Data excerpts

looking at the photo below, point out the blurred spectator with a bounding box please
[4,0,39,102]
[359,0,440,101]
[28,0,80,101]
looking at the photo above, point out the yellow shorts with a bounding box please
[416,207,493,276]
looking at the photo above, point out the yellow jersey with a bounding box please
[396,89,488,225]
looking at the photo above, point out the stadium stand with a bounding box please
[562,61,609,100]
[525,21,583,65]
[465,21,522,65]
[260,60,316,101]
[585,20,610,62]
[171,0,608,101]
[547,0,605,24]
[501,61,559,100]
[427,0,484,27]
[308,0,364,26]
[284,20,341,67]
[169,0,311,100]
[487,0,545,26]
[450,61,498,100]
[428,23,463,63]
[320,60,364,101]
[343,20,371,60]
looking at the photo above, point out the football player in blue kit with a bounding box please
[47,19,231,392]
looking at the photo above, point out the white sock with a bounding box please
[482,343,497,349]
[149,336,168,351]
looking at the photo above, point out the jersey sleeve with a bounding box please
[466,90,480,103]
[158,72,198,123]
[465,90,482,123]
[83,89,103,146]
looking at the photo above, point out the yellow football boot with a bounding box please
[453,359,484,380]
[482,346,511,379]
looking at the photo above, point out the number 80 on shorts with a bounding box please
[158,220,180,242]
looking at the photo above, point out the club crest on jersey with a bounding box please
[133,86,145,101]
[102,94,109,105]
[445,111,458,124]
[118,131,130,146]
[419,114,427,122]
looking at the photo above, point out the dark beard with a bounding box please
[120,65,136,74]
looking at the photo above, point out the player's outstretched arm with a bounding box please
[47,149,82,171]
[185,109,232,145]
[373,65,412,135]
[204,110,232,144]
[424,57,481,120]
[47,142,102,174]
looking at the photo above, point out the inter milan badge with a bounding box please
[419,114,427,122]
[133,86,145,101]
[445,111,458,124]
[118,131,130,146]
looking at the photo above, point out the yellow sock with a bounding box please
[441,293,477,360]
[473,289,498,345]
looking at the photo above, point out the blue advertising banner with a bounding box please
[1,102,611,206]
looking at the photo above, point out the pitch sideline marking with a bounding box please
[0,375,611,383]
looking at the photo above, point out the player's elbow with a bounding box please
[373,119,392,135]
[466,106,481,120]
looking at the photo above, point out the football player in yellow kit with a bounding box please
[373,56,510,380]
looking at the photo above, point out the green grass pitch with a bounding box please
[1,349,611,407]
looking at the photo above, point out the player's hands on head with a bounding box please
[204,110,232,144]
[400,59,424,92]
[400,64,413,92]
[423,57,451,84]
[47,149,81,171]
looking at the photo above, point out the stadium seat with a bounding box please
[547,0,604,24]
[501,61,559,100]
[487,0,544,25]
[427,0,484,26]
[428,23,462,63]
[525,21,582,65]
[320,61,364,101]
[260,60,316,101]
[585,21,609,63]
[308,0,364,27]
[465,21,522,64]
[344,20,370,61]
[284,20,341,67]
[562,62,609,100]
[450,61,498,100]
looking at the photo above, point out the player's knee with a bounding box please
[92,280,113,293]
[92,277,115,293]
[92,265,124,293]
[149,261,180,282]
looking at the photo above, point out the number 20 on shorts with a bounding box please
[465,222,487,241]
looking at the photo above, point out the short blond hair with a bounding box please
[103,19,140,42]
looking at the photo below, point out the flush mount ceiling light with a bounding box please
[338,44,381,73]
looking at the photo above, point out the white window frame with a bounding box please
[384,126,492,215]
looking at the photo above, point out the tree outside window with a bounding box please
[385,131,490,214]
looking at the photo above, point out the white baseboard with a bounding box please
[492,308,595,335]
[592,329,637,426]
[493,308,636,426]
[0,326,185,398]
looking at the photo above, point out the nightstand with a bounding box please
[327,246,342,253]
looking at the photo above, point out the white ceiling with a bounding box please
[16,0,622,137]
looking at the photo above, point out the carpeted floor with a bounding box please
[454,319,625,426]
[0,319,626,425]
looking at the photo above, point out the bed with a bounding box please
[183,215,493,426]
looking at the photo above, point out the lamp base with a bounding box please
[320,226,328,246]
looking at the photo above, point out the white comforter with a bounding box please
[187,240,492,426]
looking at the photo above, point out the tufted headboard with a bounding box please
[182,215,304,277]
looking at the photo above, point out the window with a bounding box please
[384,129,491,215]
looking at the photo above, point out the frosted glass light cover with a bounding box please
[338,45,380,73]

_Task prompt_. The whole of the data above must be given again, unaltered and complete.

_Final answer_.
looking at the photo below, point out the blurred spectator with a bounding box please
[4,0,39,102]
[359,0,440,101]
[28,0,80,101]
looking at the photo above, point out the yellow shorts with a bounding box please
[416,207,493,276]
looking at the photo above, point out the yellow jersey with a bounding box please
[396,89,488,225]
looking at the photo above, point out the stadium stand with a bounding box please
[562,61,609,100]
[525,21,583,65]
[465,21,522,65]
[260,60,316,101]
[585,20,610,62]
[171,0,608,101]
[547,0,605,24]
[501,61,559,100]
[427,0,484,27]
[308,0,364,26]
[284,20,341,67]
[169,0,311,100]
[487,0,545,26]
[450,61,498,100]
[428,23,463,63]
[320,60,364,101]
[343,20,371,60]
looking at the photo above, point out the football player in blue kit with a bounding box please
[47,19,231,392]
looking at the photo above, point out the white sock with a bounding box please
[482,343,497,349]
[149,336,168,351]
looking at the photo above, point out the jersey sleeve with a bounding box please
[466,90,480,103]
[158,72,198,123]
[465,90,482,123]
[83,89,103,146]
looking at the photo above, point out the yellow football boot with a bounding box please
[453,359,484,380]
[482,346,511,379]
looking at the photo above, point out the number 80 on shorts with a bounding box please
[158,220,180,242]
looking at the photo above, point out the club crest on jersey with a bounding box please
[133,86,145,101]
[102,94,109,105]
[445,111,458,124]
[118,131,130,146]
[419,114,427,122]
looking at the photo above, point out the dark beard with a bounding box please
[120,65,136,74]
looking at the photo above, point out the player's outstretched arm with a bounding box please
[47,149,82,171]
[185,109,232,145]
[373,65,412,135]
[204,110,232,144]
[424,57,481,120]
[47,142,102,174]
looking at the photo above, point out the inter milan badge with a bounding box please
[419,114,427,122]
[133,86,145,101]
[445,111,458,124]
[118,131,130,146]
looking at the photo above, point out the yellow sock with a bounding box please
[441,293,477,360]
[473,289,498,345]
looking at the photo above, point out the blue advertising banner with a bounding box please
[1,102,611,206]
looking at the photo above, point out the pitch sideline marking with a bounding box please
[0,375,611,383]
looking at the photo above, point out the player's elbow with a bounding box please
[373,119,392,135]
[466,106,481,120]
looking at the photo above, point out the football player in yellow kit with a bounding box please
[373,56,510,380]
looking at the photo above, point out the green grass pitch with a bounding box please
[1,349,611,407]
looking at the photo above, point out the player's hands on head with a bounding box please
[204,110,232,144]
[400,59,424,92]
[400,64,413,92]
[423,57,451,84]
[47,149,81,171]
looking at the photo above, point out the stadium seat with a bounding box please
[547,0,604,24]
[501,61,559,100]
[487,0,544,25]
[427,0,484,26]
[428,23,462,63]
[525,21,582,65]
[320,61,364,101]
[260,60,316,101]
[585,21,609,63]
[308,0,364,27]
[465,21,522,64]
[344,20,370,61]
[284,20,341,67]
[562,62,609,100]
[450,61,498,100]
looking at the photo above, point out the player's knee with a bounding box please
[92,280,113,293]
[92,277,115,293]
[92,265,124,293]
[149,261,180,282]
looking at the photo above, point out the number 20 on shorts with a bounding box please
[465,222,487,241]
looking at the photo above, point out the short blond hair with a bounding box please
[103,19,140,42]
looking at the photo below, point out the flush mount ceiling light with a bounding box please
[338,44,381,73]
looking at the photo above, point out the white window frame with a bounding box please
[384,126,492,215]
looking at the photo above, point out the tree outside window with a bounding box please
[385,131,490,214]
looking at the photo above, point out the white baseboard with a bounding box please
[492,308,595,335]
[592,329,637,426]
[493,308,636,426]
[0,326,185,398]
looking at the photo above, point out the nightstand with a bounding box please
[327,246,342,253]
looking at the photo above, point out the white ceiling with a bounding box please
[16,0,622,137]
looking at the photo above, point out the carpeted floor with a bounding box please
[454,319,625,426]
[0,319,626,425]
looking at the photo above, point out the bed with a bounding box please
[183,215,493,426]
looking at the photo above, point out the lamp base with a bounding box please
[320,226,328,246]
looking at the photo above, point out the white comforter with a bounding box please
[187,240,492,426]
looking at the photo above, point out the tufted headboard with a bounding box please
[182,215,304,277]
looking at the photo above, point out the window with a bounding box please
[384,129,491,215]
looking at the photo above, point out the frosted glass light cover with a bounding box please
[338,45,380,73]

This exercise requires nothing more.